## Verilen Metin:

▼

Mayıs 30, 2007

530+


<=Bu nedir ?? Allah aşkına biri bana anlatsın:=)
Bugün, 'Dünya İnsanı GunO'yu Kutlama Günü' felanmıydıda ben bilmiyordum:=)
Bloğuma 536 kez tıklanmış:=) Moralimin bozuk olduğunu duyan gelmiş sanki:=) sadece Türkiye'den 426 kişi..

Beni yazmaya şevk mi edionuz bakiim siz:=)

Canım çok sıkkın arkadaşlar.. batsın bu Dünya modundayım.. Öle aşk acısı felan sanmayın..
Makûs talihime küstüm...Ancak yakında toparlanırım merak etmeyin...
Tüm gelenlerden ve gelemeyenlerden Allah razı olsun..
Yakında bir bir; iadeyiziyaretlerinize gelicem, söz...


P s: Şaşkın Geovisite.. ben zaten bu kadar insan bana nie gelsin die pimpiriklenmiştim:=) anlaşılan bi hata olmuş şimdi düzeldi 530 küsürden günlük 50 ye düştü.. Az olsun bizim olsun zaten dimi:=) neyse


Mayıs 29, 2007

GunOsys

Google'da GunOsys die aratınca, sadece benim bloğumun çıkması ne hoş bi şii:=)

▲

## Veriler:

▼

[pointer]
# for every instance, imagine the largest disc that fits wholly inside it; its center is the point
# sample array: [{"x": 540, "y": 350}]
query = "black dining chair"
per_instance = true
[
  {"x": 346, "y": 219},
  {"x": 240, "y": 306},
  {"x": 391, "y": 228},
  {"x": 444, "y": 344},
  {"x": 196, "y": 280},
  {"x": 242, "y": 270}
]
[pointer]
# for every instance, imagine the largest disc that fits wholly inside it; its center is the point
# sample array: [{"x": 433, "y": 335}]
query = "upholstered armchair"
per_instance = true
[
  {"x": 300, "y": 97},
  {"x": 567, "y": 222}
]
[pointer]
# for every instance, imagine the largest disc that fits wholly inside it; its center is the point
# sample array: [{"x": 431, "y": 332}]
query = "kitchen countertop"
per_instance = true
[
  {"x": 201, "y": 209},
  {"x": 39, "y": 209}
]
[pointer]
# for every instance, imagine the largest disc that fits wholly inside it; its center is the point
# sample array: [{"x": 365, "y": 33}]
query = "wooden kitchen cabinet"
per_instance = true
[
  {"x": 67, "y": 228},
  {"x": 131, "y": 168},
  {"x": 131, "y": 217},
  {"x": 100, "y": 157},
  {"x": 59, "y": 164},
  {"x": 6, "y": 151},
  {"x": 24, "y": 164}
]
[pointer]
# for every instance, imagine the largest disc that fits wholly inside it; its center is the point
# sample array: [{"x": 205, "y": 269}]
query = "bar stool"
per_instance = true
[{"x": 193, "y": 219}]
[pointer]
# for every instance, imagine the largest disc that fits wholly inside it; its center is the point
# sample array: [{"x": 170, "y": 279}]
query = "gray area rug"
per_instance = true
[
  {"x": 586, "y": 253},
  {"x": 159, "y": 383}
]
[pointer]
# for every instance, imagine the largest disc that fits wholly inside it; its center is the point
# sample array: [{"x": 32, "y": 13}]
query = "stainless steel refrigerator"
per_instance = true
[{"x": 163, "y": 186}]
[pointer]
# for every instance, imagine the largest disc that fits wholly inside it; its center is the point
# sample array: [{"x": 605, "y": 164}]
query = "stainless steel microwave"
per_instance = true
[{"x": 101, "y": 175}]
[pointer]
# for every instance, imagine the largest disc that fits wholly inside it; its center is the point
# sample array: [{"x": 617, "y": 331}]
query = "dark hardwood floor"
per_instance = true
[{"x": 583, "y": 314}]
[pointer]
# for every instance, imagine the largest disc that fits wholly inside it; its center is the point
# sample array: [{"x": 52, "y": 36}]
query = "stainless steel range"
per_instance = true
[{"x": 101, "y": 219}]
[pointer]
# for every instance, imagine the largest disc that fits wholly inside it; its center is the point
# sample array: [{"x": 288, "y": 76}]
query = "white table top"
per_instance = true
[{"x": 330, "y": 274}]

▲

## Alıştırma:
Verilen metne göre şu soruları yanıtlayın:
1. Bloğa kaç kez tıklanmış?
2. "P s" ile başlayan notta günlük ziyaret sayısının kaça düştüğü söyleniyor?
3. Google'da GunOsys diye aratınca ne çıkıyor?

## Sonuç:
1. 536 kez.
2. 50'ye.
3. Sadece yazarın bloğu.